4.〇 正しい。妊娠糖尿病は、「低カルシウム血症」のリスクとなる。なぜなら、糖尿病(または副甲状腺機能亢進症)の母親から産まれた児(妊娠中にイオン化カルシウム濃度が正常より高くなるため)に低カルシウム血症を引き起こすため。新生児低カルシウム血症とは、大きく①早発型(生後2日以内)、②遅発型(生後3日以降:ごくまれ)に分けられる。①早発型低カルシウム血症の徴候として、筋緊張低下、頻脈、頻呼吸、無呼吸、哺乳不良、テタニー、痙攣などがある。早発型低カルシウム血症の危険因子として,未熟性,在胎不当過小児(SGA児),母体糖尿病,周産期仮死などが挙げられる(※引用:「新生児低カルシウム血症」MSDマニュアルプロフェッショナル版様HPより)。

課題の内容: 新生児低カルシウム血症についての本文から、早発型低カルシウム血症の徴候として挙げられているものをすべて書き出せ。 データは本文の内容とは関係がない。

データセットの項目:
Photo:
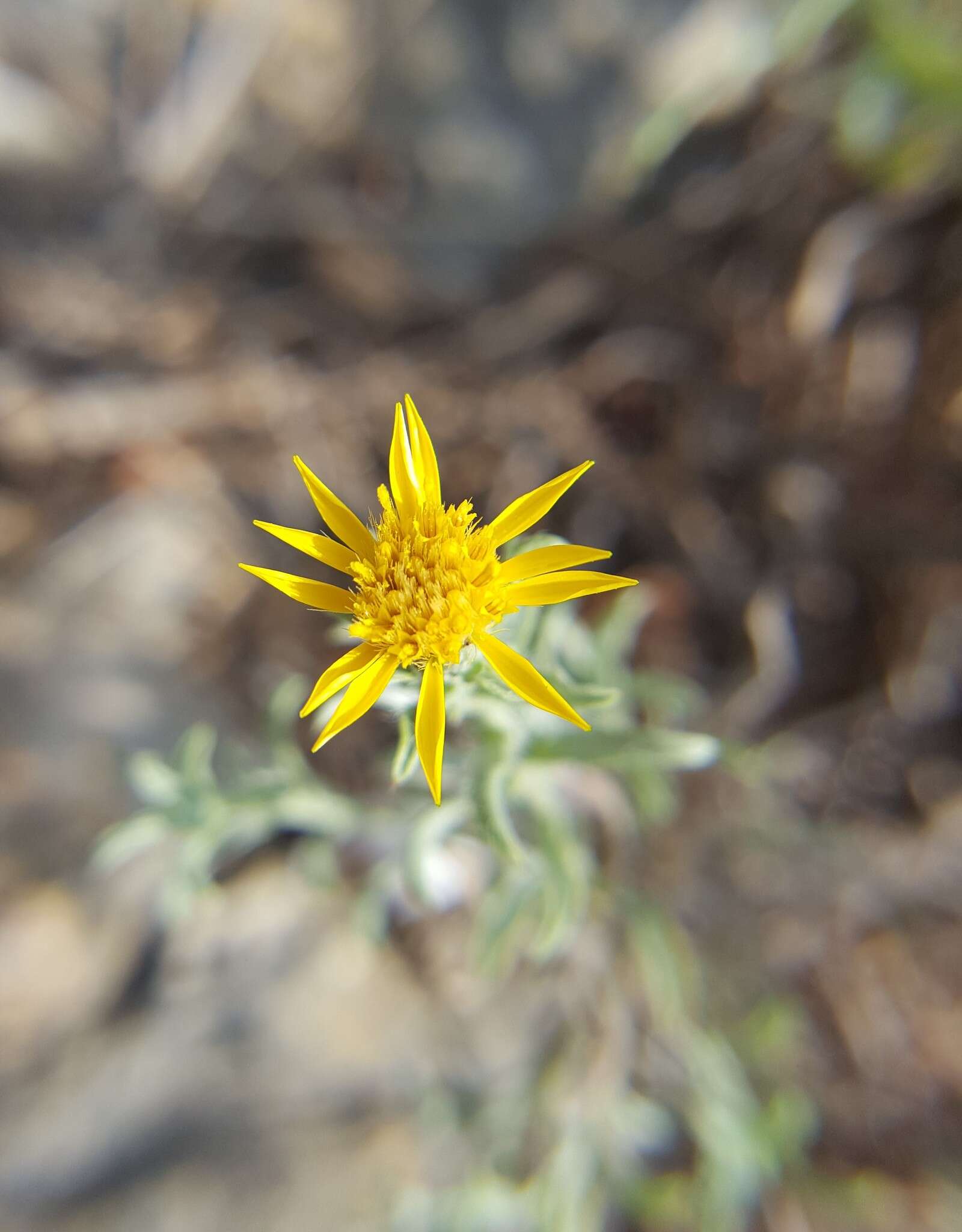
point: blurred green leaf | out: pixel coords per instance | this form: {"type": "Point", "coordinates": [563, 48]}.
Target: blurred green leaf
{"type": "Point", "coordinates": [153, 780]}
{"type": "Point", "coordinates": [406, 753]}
--
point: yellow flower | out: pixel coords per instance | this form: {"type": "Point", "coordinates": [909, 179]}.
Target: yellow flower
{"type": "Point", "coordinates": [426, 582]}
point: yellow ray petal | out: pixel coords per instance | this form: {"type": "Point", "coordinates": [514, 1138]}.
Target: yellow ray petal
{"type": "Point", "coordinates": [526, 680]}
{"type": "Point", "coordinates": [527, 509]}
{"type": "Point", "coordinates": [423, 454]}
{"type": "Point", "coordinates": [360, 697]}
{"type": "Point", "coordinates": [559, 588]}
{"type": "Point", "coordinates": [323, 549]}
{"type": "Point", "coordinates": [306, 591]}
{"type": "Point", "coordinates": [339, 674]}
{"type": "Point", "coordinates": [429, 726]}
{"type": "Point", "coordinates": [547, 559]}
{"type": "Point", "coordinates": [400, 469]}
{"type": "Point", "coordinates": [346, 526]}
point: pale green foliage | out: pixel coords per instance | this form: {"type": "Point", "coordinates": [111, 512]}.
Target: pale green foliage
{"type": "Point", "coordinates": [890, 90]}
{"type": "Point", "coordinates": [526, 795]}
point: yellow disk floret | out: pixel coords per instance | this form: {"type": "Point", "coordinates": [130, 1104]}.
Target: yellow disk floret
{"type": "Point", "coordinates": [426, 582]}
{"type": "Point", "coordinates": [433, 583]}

課題への回答: 筋緊張低下、頻脈、頻呼吸、無呼吸、哺乳不良、テタニー、痙攣